▸ **EXERCISE AIM**: Copy out the GoldenMatch LLM integration page word for word, in full.

▸ **EXERCISE TEXT**:
^^^^

LLM Integration

GoldenMatch uses LLMs (GPT-4o-mini, Claude) to score borderline pairs that fuzzy matching alone cannot resolve. Two modes: pairwise scoring and in-context block clustering.


Quick start

import goldenmatch as gm

# Enable LLM scoring via convenience API
result = gm.dedupe("products.csv", fuzzy={"title": 0.80}, llm_scorer=True)
# CLI
goldenmatch dedupe products.csv --config config.yaml --llm-scorer

Requires OPENAI_API_KEY or ANTHROPIC_API_KEY environment variable.


Pairwise scoring

The default mode. Sends individual borderline pairs to the LLM for match/no-match decisions.

llm_scorer:
  enabled: true
  mode: pairwise
  provider: openai          # auto-detected from env vars if omitted
  model: gpt-4o-mini        # cheapest option, default
  auto_threshold: 0.95      # auto-accept pairs above this (no LLM call)
  candidate_lo: 0.75        # lower bound of LLM scoring range
  candidate_hi: 0.95        # upper bound (same as auto_threshold)
  batch_size: 75            # pairs per API call
  max_workers: 3            # concurrent LLM requests

How it works:

  1. Fuzzy scoring produces pairs with scores in [0, 1]
  2. Pairs above auto_threshold (0.95) are auto-accepted – no LLM call
  3. Pairs in [candidate_lo, candidate_hi] (0.75–0.95) are candidates for LLM scoring
  4. Pairs below candidate_lo (0.75) keep their original fuzzy score
  5. LLM-approved pairs get score=1.0; LLM-rejected pairs keep their fuzzy score (never demoted)
import goldenmatch as gm

scored = gm.llm_score_pairs(borderline_pairs, df, llm_config)

^^^^

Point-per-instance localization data
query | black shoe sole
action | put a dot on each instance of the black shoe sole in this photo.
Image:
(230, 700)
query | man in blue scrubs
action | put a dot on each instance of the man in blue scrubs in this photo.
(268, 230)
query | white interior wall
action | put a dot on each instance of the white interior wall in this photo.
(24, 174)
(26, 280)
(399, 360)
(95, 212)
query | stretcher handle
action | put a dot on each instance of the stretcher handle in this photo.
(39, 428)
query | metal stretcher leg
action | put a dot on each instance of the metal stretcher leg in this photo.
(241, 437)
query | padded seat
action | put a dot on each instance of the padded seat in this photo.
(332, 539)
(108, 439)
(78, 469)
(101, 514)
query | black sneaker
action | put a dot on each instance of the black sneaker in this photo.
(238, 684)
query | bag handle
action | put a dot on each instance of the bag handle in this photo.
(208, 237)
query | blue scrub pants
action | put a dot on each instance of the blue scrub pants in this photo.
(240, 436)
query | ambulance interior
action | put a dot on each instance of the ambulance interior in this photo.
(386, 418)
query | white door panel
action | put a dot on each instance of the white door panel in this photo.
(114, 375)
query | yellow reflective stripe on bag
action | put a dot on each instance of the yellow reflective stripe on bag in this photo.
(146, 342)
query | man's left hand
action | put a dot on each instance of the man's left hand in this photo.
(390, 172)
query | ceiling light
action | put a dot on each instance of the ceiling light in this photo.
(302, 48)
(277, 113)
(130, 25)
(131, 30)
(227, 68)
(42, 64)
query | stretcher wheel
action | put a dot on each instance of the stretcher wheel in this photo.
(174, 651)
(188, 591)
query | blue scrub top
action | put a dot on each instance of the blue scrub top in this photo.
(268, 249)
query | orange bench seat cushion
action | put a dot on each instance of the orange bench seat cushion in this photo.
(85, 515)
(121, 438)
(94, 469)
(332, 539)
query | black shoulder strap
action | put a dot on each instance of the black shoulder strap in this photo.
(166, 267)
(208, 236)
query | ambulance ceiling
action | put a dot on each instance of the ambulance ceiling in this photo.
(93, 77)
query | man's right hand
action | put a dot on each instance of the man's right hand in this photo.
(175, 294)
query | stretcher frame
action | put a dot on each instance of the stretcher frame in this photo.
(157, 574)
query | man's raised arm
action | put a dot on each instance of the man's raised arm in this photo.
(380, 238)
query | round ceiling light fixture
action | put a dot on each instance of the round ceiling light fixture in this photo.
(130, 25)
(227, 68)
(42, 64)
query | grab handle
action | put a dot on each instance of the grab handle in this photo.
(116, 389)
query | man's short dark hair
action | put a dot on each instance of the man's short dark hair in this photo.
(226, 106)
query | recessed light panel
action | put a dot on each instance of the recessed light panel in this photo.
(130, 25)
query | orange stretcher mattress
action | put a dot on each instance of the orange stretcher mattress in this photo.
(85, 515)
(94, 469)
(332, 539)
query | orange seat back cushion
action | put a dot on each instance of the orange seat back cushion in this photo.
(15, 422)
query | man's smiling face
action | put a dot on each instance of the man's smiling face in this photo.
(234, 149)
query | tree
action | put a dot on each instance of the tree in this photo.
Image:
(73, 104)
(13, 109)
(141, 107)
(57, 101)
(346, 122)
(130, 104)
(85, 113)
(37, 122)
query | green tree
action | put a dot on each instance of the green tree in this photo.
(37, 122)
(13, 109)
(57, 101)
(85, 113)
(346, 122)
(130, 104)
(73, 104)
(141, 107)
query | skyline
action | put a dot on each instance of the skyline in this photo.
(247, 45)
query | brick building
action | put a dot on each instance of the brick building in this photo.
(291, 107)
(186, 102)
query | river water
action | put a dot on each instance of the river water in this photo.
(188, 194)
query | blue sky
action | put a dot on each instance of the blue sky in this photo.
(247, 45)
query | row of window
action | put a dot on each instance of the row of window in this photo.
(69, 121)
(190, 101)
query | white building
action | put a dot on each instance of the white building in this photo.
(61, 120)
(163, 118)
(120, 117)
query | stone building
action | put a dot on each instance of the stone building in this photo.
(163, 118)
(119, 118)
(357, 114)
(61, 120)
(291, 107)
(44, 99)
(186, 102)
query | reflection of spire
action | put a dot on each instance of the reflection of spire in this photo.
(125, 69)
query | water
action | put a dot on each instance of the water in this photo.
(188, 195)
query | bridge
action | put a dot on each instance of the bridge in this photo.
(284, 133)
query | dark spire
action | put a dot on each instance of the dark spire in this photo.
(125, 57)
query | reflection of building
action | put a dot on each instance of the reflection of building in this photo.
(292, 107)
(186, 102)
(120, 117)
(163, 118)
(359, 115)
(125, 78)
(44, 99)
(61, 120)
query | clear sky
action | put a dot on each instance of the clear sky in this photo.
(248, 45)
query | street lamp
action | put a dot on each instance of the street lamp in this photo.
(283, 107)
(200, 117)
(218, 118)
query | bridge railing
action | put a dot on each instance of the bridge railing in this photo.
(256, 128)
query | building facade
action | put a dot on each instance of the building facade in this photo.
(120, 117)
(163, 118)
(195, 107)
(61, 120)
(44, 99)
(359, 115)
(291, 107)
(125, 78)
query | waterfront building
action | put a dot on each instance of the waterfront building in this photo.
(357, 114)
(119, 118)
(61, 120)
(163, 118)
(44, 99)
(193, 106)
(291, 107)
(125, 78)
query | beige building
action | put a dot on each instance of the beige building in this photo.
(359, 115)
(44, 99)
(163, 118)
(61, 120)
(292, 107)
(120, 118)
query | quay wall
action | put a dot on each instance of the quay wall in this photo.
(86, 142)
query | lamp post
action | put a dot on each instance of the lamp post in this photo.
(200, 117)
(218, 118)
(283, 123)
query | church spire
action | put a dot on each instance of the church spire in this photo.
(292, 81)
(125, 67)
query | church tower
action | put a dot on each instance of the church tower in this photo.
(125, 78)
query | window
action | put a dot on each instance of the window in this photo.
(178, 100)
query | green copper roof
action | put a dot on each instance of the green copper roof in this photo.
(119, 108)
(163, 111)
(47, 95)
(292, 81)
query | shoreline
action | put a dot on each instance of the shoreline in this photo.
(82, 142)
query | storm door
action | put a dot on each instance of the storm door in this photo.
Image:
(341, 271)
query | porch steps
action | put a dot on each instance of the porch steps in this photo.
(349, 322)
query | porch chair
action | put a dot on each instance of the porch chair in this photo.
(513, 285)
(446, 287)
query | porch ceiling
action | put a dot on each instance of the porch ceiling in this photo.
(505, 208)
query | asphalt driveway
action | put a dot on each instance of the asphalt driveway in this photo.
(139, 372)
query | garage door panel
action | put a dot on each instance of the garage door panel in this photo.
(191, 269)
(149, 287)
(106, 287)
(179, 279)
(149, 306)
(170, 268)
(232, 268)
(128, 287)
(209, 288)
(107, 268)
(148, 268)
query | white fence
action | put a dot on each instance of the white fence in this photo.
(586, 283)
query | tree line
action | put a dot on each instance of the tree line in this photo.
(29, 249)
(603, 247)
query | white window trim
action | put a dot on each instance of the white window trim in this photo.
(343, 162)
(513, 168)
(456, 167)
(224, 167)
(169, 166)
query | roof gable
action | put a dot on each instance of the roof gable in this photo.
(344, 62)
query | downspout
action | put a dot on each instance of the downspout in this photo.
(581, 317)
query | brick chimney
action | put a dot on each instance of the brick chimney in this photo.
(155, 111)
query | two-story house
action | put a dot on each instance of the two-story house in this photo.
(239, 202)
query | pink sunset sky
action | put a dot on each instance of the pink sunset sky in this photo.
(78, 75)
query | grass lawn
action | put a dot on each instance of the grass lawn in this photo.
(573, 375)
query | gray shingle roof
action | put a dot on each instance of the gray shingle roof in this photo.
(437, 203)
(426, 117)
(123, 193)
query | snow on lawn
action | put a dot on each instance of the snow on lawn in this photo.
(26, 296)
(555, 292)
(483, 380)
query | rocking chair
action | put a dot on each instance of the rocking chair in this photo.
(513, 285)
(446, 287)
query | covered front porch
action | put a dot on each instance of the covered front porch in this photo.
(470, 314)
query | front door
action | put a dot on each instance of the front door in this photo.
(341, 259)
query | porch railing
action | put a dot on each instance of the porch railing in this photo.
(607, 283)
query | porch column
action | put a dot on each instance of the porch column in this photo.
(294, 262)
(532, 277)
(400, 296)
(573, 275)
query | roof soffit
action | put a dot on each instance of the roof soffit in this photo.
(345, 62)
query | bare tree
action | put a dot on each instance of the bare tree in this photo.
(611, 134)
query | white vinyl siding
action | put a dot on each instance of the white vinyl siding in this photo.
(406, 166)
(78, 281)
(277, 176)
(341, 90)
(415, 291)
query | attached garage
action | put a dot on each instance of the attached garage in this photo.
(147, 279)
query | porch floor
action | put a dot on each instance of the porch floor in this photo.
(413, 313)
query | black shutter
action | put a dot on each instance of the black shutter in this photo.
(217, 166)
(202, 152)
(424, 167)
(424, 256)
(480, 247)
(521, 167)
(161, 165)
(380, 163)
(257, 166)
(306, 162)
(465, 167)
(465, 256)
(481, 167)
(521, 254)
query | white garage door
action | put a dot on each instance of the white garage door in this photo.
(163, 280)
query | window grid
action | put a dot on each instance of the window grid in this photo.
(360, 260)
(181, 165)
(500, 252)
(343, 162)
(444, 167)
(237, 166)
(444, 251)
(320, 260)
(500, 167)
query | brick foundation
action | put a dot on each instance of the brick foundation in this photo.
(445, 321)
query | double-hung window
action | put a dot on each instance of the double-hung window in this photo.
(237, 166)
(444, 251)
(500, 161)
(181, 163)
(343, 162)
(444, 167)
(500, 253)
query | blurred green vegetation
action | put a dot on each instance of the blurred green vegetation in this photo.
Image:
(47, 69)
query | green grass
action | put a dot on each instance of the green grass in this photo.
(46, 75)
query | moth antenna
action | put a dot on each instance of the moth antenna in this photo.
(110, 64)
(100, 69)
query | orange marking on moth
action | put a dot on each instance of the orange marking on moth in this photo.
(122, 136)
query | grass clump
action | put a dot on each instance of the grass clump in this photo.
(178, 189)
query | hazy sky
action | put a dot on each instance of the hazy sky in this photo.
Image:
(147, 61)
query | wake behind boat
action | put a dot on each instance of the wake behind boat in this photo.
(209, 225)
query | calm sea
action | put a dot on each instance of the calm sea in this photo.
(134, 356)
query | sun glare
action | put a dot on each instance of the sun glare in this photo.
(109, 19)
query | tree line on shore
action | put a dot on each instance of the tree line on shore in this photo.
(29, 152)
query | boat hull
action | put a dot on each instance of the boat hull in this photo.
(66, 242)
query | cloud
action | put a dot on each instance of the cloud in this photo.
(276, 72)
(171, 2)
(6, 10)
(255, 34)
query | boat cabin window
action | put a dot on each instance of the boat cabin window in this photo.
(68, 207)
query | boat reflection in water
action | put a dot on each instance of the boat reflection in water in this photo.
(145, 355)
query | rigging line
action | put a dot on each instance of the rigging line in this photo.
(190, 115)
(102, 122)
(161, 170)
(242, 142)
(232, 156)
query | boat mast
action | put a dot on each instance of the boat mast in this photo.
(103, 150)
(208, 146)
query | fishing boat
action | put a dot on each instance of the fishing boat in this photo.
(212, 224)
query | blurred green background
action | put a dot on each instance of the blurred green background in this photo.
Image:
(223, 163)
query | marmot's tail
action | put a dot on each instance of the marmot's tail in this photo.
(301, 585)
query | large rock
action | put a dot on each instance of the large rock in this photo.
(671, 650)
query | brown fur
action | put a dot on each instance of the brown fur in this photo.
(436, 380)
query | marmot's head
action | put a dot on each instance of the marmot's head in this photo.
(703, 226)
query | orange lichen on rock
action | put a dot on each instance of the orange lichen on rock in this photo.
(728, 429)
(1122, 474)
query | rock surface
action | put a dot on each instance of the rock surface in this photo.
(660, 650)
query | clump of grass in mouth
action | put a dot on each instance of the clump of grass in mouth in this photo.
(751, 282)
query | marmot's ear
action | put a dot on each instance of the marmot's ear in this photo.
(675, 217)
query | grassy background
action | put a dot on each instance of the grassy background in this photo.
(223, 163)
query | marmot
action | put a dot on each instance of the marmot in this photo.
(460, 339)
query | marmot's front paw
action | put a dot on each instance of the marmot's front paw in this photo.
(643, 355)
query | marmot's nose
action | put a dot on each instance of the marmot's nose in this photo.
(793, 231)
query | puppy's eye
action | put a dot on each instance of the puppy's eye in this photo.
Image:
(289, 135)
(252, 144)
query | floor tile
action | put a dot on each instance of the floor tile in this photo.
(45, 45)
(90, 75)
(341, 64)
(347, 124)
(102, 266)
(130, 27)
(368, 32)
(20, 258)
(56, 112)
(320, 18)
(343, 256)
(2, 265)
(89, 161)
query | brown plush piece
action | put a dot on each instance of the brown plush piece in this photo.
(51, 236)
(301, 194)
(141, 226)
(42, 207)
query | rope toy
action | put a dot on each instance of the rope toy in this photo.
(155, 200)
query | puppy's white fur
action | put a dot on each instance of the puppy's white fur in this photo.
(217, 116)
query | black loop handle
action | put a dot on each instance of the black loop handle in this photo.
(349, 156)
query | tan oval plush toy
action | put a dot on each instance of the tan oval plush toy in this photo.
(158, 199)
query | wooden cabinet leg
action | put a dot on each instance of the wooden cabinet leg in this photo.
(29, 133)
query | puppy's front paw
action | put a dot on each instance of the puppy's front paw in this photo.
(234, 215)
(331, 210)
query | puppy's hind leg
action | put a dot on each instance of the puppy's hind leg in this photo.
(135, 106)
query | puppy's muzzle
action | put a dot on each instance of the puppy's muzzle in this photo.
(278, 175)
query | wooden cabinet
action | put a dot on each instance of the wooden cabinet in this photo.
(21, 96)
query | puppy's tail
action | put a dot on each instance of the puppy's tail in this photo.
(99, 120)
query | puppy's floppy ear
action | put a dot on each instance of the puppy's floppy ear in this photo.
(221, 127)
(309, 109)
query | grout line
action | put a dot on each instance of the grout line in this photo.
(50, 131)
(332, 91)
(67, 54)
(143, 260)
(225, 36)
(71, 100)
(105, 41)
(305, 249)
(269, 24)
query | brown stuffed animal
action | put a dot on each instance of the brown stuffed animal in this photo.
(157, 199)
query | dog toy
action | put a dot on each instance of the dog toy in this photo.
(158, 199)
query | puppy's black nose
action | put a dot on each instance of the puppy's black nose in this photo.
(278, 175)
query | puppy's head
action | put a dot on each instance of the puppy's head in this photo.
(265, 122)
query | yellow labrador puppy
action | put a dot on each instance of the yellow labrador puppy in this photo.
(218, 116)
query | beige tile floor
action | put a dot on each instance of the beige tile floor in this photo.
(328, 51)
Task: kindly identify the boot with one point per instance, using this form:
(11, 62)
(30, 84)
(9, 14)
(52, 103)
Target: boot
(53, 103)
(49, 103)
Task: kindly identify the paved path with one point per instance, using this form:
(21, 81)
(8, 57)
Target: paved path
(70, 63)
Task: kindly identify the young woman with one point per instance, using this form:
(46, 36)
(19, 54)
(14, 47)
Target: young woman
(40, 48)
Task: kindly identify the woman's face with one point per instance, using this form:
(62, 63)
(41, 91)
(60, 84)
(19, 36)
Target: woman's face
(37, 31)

^^^^

▸ **RESPONSE BELOW**:
LLM Integration

GoldenMatch uses LLMs (GPT-4o-mini, Claude) to score borderline pairs that fuzzy matching alone cannot resolve. Two modes: pairwise scoring and in-context block clustering.


Quick start

import goldenmatch as gm

# Enable LLM scoring via convenience API
result = gm.dedupe("products.csv", fuzzy={"title": 0.80}, llm_scorer=True)
# CLI
goldenmatch dedupe products.csv --config config.yaml --llm-scorer

Requires OPENAI_API_KEY or ANTHROPIC_API_KEY environment variable.


Pairwise scoring

The default mode. Sends individual borderline pairs to the LLM for match/no-match decisions.

llm_scorer:
  enabled: true
  mode: pairwise
  provider: openai          # auto-detected from env vars if omitted
  model: gpt-4o-mini        # cheapest option, default
  auto_threshold: 0.95      # auto-accept pairs above this (no LLM call)
  candidate_lo: 0.75        # lower bound of LLM scoring range
  candidate_hi: 0.95        # upper bound (same as auto_threshold)
  batch_size: 75            # pairs per API call
  max_workers: 3            # concurrent LLM requests

How it works:

  1. Fuzzy scoring produces pairs with scores in [0, 1]
  2. Pairs above auto_threshold (0.95) are auto-accepted – no LLM call
  3. Pairs in [candidate_lo, candidate_hi] (0.75–0.95) are candidates for LLM scoring
  4. Pairs below candidate_lo (0.75) keep their original fuzzy score
  5. LLM-approved pairs get score=1.0; LLM-rejected pairs keep their fuzzy score (never demoted)
import goldenmatch as gm

scored = gm.llm_score_pairs(borderline_pairs, df, llm_config)